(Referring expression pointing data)
Content starts
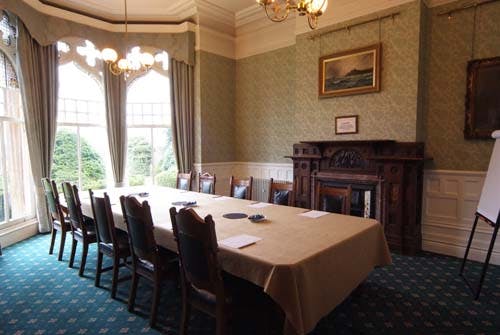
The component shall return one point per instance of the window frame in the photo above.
(151, 127)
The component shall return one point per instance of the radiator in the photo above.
(260, 189)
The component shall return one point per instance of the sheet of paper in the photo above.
(221, 198)
(259, 205)
(314, 214)
(239, 241)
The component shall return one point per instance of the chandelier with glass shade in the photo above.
(134, 61)
(278, 10)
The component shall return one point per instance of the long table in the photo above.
(306, 265)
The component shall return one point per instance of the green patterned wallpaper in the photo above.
(255, 108)
(265, 126)
(450, 49)
(277, 100)
(214, 108)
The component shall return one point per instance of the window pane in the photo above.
(93, 149)
(165, 167)
(140, 156)
(2, 186)
(65, 165)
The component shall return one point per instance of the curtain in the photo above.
(115, 90)
(39, 86)
(182, 95)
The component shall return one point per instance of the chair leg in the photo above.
(221, 326)
(114, 280)
(156, 302)
(186, 314)
(61, 246)
(469, 243)
(84, 258)
(487, 261)
(133, 291)
(74, 243)
(52, 241)
(98, 269)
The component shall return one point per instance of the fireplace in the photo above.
(383, 179)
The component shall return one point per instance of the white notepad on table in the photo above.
(239, 241)
(314, 214)
(221, 198)
(259, 205)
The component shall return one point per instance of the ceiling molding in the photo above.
(215, 17)
(180, 11)
(150, 27)
(436, 3)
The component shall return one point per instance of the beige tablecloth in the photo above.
(308, 266)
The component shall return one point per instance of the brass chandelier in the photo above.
(278, 10)
(135, 61)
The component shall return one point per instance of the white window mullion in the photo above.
(4, 174)
(153, 161)
(79, 158)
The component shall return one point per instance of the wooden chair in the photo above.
(202, 282)
(334, 199)
(148, 260)
(184, 181)
(82, 227)
(111, 242)
(206, 183)
(280, 193)
(57, 218)
(241, 188)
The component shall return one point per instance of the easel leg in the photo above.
(487, 261)
(468, 245)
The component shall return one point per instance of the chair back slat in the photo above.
(281, 193)
(52, 201)
(103, 218)
(241, 188)
(197, 245)
(140, 228)
(206, 183)
(73, 204)
(184, 181)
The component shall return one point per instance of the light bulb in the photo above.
(109, 55)
(318, 6)
(123, 64)
(147, 59)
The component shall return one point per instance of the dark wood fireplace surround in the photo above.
(393, 171)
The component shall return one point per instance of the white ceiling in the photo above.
(146, 10)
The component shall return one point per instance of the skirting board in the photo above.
(18, 232)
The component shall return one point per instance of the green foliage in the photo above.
(168, 160)
(65, 164)
(167, 178)
(140, 156)
(136, 180)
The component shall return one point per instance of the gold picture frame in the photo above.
(350, 72)
(347, 124)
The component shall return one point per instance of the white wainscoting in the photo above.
(18, 232)
(450, 201)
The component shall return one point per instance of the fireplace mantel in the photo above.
(392, 170)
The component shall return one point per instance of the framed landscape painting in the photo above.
(350, 72)
(482, 101)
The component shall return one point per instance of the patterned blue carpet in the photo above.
(417, 295)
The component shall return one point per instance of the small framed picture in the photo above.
(346, 125)
(350, 72)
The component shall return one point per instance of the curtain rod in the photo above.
(348, 27)
(465, 6)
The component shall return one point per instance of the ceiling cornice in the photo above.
(180, 11)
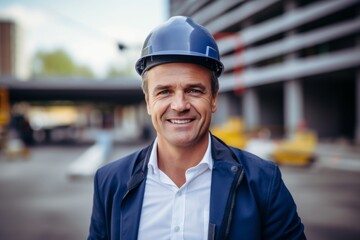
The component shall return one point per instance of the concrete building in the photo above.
(13, 60)
(287, 62)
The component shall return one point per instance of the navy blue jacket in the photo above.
(248, 198)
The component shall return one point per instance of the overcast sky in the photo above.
(87, 29)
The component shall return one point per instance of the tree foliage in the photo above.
(58, 63)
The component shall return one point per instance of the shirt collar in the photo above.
(153, 164)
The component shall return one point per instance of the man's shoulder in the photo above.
(255, 165)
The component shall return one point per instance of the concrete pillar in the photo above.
(294, 110)
(251, 108)
(357, 109)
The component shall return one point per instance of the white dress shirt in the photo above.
(169, 212)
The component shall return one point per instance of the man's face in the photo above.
(180, 103)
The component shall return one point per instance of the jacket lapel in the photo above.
(131, 204)
(225, 174)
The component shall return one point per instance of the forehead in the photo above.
(178, 73)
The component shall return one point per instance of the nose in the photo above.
(179, 102)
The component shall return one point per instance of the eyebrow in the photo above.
(161, 87)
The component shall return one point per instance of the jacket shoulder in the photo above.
(120, 171)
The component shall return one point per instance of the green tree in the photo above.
(58, 63)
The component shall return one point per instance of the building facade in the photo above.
(288, 63)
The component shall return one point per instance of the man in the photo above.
(188, 184)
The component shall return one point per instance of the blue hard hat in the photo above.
(180, 40)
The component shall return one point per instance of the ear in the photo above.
(214, 103)
(147, 104)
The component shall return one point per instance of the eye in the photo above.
(163, 92)
(194, 91)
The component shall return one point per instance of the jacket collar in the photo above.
(226, 176)
(226, 172)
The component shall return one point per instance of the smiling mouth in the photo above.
(176, 121)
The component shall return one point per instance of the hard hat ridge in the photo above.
(180, 40)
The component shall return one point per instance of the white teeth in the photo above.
(179, 121)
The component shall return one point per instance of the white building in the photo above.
(287, 62)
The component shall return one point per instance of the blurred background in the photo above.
(70, 101)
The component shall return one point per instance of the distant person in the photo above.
(188, 184)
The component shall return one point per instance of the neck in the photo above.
(174, 161)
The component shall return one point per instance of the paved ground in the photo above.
(39, 202)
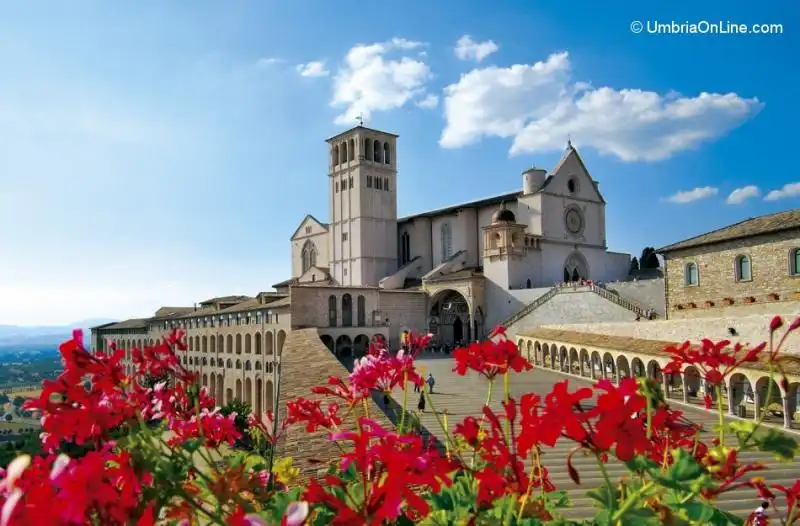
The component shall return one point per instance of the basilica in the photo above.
(474, 261)
(455, 272)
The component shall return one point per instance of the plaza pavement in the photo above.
(463, 396)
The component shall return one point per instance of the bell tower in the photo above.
(362, 177)
(505, 250)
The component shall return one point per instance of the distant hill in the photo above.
(21, 336)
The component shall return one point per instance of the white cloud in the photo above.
(540, 105)
(788, 190)
(429, 102)
(695, 194)
(468, 49)
(740, 195)
(269, 61)
(313, 69)
(368, 81)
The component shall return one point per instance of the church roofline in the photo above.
(320, 223)
(338, 135)
(480, 203)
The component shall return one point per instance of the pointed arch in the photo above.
(332, 317)
(347, 310)
(361, 311)
(447, 241)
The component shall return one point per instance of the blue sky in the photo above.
(160, 153)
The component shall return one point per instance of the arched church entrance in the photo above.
(575, 268)
(449, 319)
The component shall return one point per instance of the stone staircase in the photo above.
(603, 292)
(465, 396)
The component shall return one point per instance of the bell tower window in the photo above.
(309, 255)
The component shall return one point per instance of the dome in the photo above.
(504, 215)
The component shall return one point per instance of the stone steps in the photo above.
(465, 396)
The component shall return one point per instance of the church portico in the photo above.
(455, 312)
(576, 267)
(350, 342)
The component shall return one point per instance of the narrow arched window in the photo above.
(347, 310)
(332, 311)
(362, 311)
(794, 262)
(691, 276)
(309, 255)
(405, 253)
(447, 241)
(744, 271)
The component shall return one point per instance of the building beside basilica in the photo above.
(455, 272)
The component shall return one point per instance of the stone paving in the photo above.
(465, 396)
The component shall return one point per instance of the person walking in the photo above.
(759, 517)
(430, 382)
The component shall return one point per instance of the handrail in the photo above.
(530, 307)
(612, 296)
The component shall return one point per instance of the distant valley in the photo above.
(36, 339)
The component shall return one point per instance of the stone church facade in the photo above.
(368, 272)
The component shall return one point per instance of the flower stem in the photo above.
(405, 402)
(506, 394)
(631, 501)
(718, 391)
(483, 418)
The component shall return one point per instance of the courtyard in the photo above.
(464, 396)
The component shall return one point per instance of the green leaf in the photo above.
(699, 512)
(636, 516)
(773, 441)
(192, 445)
(605, 498)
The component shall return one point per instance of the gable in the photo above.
(571, 167)
(315, 275)
(309, 222)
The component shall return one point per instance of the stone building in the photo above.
(453, 271)
(738, 270)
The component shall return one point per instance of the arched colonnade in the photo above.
(744, 394)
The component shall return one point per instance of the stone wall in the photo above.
(717, 283)
(647, 293)
(567, 307)
(406, 310)
(307, 363)
(750, 329)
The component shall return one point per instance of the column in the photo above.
(683, 389)
(787, 412)
(731, 398)
(757, 400)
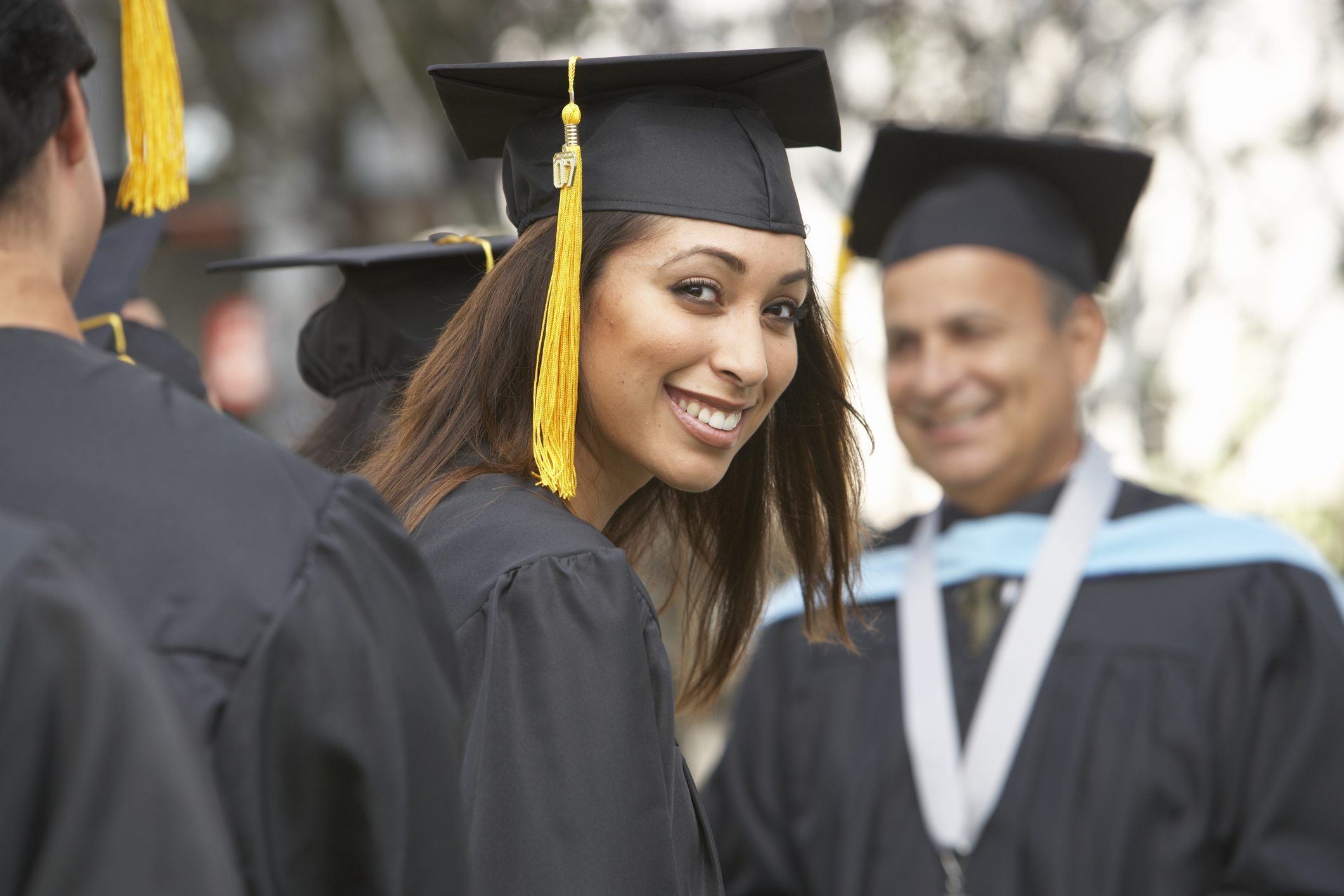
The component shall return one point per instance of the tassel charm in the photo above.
(556, 386)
Content ends
> TASK GOAL
Would you please print only the lines running from the one with "colonnade in the photo above." to the final line of the entries above, exactly as written and without pictures?

> SOLVED PROBLEM
The component shall return one point per instance of the arched colonnade in the photo above.
(744, 394)
The component shall return one point per instance of the stone wall in the photo above.
(717, 283)
(647, 293)
(567, 307)
(406, 310)
(307, 363)
(750, 329)
The component shall return one point per instance of the column in the photo above.
(683, 389)
(787, 412)
(731, 398)
(757, 400)
The component shall return one point per instance of the tassel charm in the photo above.
(556, 386)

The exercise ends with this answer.